Situasi ini menciptakan ketidakadilan yang terasa pedih. Musa, seorang Nabi agung, dan Khidir, hamba Allah yang saleh, ditolak jamuan dasar. Ini menjadi latar belakang penting untuk memahami tindakan Khidir berikutnya. Masyarakat yang menolak memberikan bantuan minimal kepada musafir yang kelaparan, kemudian justru menerima bantuan tak terduga dari musafir tersebut.
Banyak ulama tafsir, seperti Al-Qurtubi dan Ibnu Katsir, menekankan aspek moral dari penolakan penduduk kota. Dalam Islam, menjamu tamu (terutama musafir) adalah bagian dari iman. Penolakan mereka bukan sekadar kekurangan sumber daya, melainkan kekurangan spiritual dan moral. Kondisi ini memperkuat persepsi Nabi Musa tentang ketidaklayakan mereka untuk menerima kebaikan.

··········

Bisakah Anda melanjutkan teks di atas tentang kisah Nabi Musa dan Khidir mulai setelah kalimat terakhirnya?

- [Isi Dataset]
··········

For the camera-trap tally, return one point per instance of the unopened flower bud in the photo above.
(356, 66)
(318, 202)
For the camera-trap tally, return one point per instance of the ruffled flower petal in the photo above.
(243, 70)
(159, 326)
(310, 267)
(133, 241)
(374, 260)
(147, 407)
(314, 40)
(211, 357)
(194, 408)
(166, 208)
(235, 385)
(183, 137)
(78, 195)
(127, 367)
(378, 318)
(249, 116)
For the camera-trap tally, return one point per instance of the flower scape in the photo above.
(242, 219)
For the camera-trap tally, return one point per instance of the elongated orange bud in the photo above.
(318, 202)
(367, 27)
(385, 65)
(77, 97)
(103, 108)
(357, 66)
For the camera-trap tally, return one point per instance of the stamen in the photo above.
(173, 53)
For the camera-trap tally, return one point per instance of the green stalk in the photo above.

··········

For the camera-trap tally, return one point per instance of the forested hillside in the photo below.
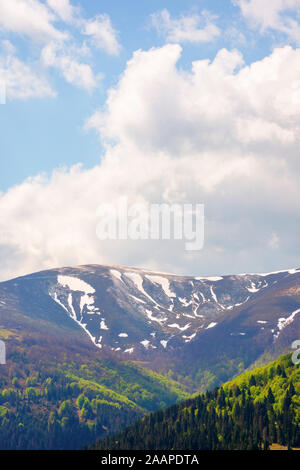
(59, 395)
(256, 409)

··········

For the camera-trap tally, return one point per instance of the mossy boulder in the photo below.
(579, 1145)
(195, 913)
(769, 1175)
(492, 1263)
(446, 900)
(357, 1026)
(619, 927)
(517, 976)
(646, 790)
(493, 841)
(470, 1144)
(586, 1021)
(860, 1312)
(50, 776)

··········

- [Jawaban Tertulis]
Setelah penolakan yang menyakitkan, Nabi Musa dan Khidir tidak berdiam diri menuntut hak. Mereka melanjutkan perjalanan, dan di tengah kota yang tidak ramah itu, mereka menemukan sebuah kondisi yang memerlukan intervensi.
Ayat ini melanjutkan: فَوَجَدَا فِيهَا جِدَارًا يُرِيدُ أَنْ يَنْقَضَّ فَأَقَامَهُ (Kemudian keduanya mendapatkan di negeri itu dinding rumah yang hampir roboh, maka Khidir menegakkan dinding itu).
1. **جِدَارًا (Jidar):** Artinya dinding. Ini adalah dinding yang menjadi batas atau penyangga suatu bangunan. Dalam konteks ayat 82, kita tahu dinding ini menyembunyikan harta karun.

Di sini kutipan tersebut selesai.